▶ Set problem
Omit every picture and output the rest of the records exactly as they are.
+++++
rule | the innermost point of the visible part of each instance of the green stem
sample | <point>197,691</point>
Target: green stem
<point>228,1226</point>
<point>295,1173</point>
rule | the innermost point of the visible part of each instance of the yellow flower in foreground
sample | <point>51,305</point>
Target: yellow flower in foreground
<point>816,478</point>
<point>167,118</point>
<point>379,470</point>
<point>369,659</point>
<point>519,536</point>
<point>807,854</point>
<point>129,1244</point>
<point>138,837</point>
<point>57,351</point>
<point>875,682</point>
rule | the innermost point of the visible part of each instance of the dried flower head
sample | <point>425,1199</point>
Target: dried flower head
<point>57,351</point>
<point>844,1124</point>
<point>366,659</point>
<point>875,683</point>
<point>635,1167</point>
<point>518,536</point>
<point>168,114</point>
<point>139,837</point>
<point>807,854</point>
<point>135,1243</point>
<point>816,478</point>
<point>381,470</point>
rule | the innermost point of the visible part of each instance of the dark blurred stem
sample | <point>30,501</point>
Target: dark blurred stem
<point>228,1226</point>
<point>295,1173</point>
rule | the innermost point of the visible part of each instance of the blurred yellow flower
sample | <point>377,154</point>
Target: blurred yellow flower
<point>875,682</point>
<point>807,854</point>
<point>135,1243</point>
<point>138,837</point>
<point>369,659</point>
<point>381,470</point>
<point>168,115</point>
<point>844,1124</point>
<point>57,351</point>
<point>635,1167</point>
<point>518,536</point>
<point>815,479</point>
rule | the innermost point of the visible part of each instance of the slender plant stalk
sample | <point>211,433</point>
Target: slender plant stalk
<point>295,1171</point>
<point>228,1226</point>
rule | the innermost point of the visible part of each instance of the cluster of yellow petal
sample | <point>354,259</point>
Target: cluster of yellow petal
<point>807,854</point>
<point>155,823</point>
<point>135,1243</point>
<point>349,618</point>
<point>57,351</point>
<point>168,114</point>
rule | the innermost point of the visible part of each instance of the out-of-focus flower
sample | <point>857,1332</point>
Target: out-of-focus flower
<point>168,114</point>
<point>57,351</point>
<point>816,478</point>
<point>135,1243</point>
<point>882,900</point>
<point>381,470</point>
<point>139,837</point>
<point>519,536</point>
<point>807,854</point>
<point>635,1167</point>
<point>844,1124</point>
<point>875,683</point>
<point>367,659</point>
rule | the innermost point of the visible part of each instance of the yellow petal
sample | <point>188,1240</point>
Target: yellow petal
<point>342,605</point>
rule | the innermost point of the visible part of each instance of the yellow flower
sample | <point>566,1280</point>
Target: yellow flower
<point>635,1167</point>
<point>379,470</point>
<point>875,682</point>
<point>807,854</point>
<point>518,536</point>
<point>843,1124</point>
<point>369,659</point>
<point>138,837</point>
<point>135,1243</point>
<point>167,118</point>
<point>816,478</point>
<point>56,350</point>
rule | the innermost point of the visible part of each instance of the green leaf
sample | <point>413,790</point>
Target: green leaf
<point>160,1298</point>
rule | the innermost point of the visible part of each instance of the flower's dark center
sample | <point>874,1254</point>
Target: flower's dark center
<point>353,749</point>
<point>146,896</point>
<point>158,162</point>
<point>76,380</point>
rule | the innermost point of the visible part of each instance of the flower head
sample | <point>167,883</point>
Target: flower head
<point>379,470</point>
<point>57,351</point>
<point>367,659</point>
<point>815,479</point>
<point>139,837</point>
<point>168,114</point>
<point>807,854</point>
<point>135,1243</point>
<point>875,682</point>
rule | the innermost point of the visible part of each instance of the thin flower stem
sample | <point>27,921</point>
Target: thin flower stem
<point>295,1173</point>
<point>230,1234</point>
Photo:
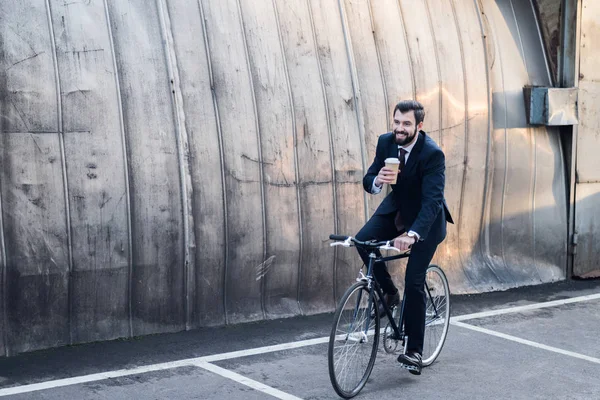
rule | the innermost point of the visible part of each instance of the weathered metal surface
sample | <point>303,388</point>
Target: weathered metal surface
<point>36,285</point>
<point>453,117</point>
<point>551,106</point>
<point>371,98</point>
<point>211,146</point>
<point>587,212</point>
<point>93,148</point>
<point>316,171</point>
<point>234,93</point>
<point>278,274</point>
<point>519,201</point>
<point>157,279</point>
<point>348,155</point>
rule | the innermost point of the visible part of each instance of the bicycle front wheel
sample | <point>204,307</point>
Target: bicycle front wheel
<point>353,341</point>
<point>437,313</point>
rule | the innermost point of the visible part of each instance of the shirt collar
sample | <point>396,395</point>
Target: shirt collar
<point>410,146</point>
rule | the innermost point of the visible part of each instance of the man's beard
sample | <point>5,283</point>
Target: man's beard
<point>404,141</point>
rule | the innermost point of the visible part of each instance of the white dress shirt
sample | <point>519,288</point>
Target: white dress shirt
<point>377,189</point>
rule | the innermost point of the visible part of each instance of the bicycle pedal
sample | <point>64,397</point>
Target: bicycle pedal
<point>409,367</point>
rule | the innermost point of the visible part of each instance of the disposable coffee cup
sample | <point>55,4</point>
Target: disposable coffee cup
+++++
▶ Solution
rule | the innermost point of the visible part of each instance of the green stem
sample | <point>197,691</point>
Target: green stem
<point>228,1226</point>
<point>295,1173</point>
rule | the innermost point of the visible part of each instance of the yellow flower in foreground
sample | <point>51,305</point>
Target: yellow flower in foreground
<point>816,478</point>
<point>167,118</point>
<point>379,470</point>
<point>369,659</point>
<point>519,536</point>
<point>807,854</point>
<point>129,1244</point>
<point>138,837</point>
<point>57,351</point>
<point>875,682</point>
rule | the innermost point of the visible part of each instance of the dried flower head
sample | <point>425,1199</point>
Target: dried flower head
<point>57,351</point>
<point>844,1124</point>
<point>366,659</point>
<point>875,683</point>
<point>635,1167</point>
<point>518,536</point>
<point>168,114</point>
<point>139,837</point>
<point>807,854</point>
<point>135,1243</point>
<point>816,478</point>
<point>381,470</point>
rule | the innermost point of the visible part of each instance of the dark blurred stem
sample | <point>30,501</point>
Target: dark blurred stem
<point>228,1226</point>
<point>295,1173</point>
rule | the innermost point of the visible part of each instance of the blurred yellow flower
sample | <point>377,154</point>
Target: blurred yellow flower
<point>875,682</point>
<point>807,854</point>
<point>135,1243</point>
<point>138,837</point>
<point>369,659</point>
<point>381,470</point>
<point>168,115</point>
<point>844,1124</point>
<point>57,351</point>
<point>635,1167</point>
<point>518,536</point>
<point>815,479</point>
rule | the innermost point of the visible part of each instance of the slender plant stalk
sample | <point>211,433</point>
Target: slender plant stalk
<point>295,1171</point>
<point>228,1226</point>
rule | the innermost point of the visible part of each instance of the cluster of yellow petal
sample | <point>354,259</point>
Target: cluster of yellow petal
<point>807,854</point>
<point>155,823</point>
<point>135,1243</point>
<point>349,618</point>
<point>57,351</point>
<point>168,114</point>
rule | the innermost point of the visible part of each instance of the out-of-focus flower
sample | <point>857,1332</point>
Target: out-of-focus flower
<point>168,114</point>
<point>57,351</point>
<point>816,478</point>
<point>135,1243</point>
<point>882,900</point>
<point>381,470</point>
<point>139,837</point>
<point>519,536</point>
<point>807,854</point>
<point>635,1167</point>
<point>844,1124</point>
<point>875,683</point>
<point>367,659</point>
rule | the innermost point of the visible part of each instance of the yellow petal
sample | <point>188,1240</point>
Target: yellow petal
<point>342,605</point>
rule | the innermost point of the visible part of each instance of the yellow flower
sample | <point>566,1280</point>
Target: yellow flower
<point>635,1167</point>
<point>379,470</point>
<point>875,682</point>
<point>807,854</point>
<point>518,536</point>
<point>843,1124</point>
<point>369,659</point>
<point>138,837</point>
<point>135,1243</point>
<point>167,118</point>
<point>816,478</point>
<point>56,350</point>
rule | the innermost point of the visible part of each instance of the green leaf
sample | <point>413,790</point>
Target: green leaf
<point>160,1298</point>
rule | the innermost point of the visible part of each instance of the flower's dark center
sample | <point>874,1254</point>
Target: flower's dark center
<point>353,749</point>
<point>146,896</point>
<point>158,162</point>
<point>76,380</point>
rule | the innermost point of the visible part of each instance of the flower head
sample | <point>167,883</point>
Target: flower head
<point>379,470</point>
<point>57,351</point>
<point>367,659</point>
<point>815,479</point>
<point>139,837</point>
<point>168,114</point>
<point>807,854</point>
<point>135,1243</point>
<point>875,682</point>
rule | the innermost point of the visible part of each instance of the thin flower stem
sample | <point>27,921</point>
Target: thin flower stem
<point>295,1173</point>
<point>230,1234</point>
Photo:
rule | the innermost point of the visible part of each instance of the weathered metal surface
sample | <point>303,388</point>
Target: weathered metal surface
<point>36,285</point>
<point>453,117</point>
<point>551,106</point>
<point>371,98</point>
<point>211,146</point>
<point>587,212</point>
<point>93,148</point>
<point>316,171</point>
<point>234,93</point>
<point>278,274</point>
<point>519,201</point>
<point>157,279</point>
<point>348,155</point>
rule | the innermost point of the visible part of each instance of the bicycle front wheel
sample | <point>204,307</point>
Target: bicycle front wheel
<point>353,341</point>
<point>437,313</point>
rule | the innermost point of the visible part of each instance of the shirt collar
sample | <point>396,395</point>
Target: shirt collar
<point>410,146</point>
rule | the innermost point of the visible part of each instance of the man's beard
sample | <point>5,283</point>
Target: man's beard
<point>404,141</point>
rule | the innermost point of the visible part of each instance of the white dress shirt
sample | <point>519,288</point>
Target: white dress shirt
<point>377,189</point>
rule | the innermost point of the visible part of each instance of the bicycle pedal
sample | <point>64,397</point>
Target: bicycle pedal
<point>409,367</point>
rule | the innermost point of the visible part of each instance of the disposable coffee cup
sample | <point>55,4</point>
Target: disposable coffee cup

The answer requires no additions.